Required task: Please quote only the lines that start at the one with "Task: tag the twisted" and go on to the last line of the data, both ends kept.
--- BEGIN Working data ---
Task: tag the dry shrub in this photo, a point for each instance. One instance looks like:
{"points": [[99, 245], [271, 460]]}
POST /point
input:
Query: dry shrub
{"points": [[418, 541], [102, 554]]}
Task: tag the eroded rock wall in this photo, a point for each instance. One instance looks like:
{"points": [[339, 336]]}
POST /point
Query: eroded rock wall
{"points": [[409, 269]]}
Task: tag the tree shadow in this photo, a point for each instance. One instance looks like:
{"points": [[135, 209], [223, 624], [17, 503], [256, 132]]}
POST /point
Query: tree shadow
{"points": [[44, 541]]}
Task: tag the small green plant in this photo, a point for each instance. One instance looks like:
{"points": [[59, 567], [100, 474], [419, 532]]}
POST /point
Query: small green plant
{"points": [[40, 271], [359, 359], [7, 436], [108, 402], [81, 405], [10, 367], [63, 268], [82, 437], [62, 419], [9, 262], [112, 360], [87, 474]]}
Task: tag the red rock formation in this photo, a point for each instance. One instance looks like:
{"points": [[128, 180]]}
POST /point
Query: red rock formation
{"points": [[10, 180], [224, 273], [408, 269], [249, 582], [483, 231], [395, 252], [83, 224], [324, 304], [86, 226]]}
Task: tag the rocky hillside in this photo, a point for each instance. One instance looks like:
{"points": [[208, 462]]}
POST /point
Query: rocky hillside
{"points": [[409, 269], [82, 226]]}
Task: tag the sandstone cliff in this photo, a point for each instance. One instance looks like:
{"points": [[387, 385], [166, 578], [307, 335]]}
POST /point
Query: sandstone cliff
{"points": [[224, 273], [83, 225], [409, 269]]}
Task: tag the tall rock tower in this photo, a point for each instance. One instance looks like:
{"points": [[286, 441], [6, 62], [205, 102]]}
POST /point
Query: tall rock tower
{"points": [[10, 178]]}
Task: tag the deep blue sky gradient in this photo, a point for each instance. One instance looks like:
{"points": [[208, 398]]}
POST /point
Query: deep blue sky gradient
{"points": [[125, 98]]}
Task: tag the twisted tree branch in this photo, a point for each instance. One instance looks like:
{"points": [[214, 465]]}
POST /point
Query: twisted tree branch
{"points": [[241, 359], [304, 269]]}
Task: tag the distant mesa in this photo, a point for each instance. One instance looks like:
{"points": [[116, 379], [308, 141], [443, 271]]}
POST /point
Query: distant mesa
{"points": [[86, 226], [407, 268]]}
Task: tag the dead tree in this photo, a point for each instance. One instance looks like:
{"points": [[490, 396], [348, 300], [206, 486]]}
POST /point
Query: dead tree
--- END Working data ---
Full solution:
Task: tag the twisted tree branch in this photo, a point for each instance. One instance looks like:
{"points": [[214, 465]]}
POST /point
Query: twisted tree branch
{"points": [[241, 359], [304, 269]]}
Task: tag the distant mesa in this photo, a point for each instance. One instance looks like:
{"points": [[116, 379], [308, 141], [443, 271]]}
POST /point
Query: distant mesa
{"points": [[86, 226], [407, 268]]}
Task: tag the dead tree in this photo, a point for each instance. One instance looks like:
{"points": [[490, 396], [348, 300], [206, 486]]}
POST /point
Query: dead tree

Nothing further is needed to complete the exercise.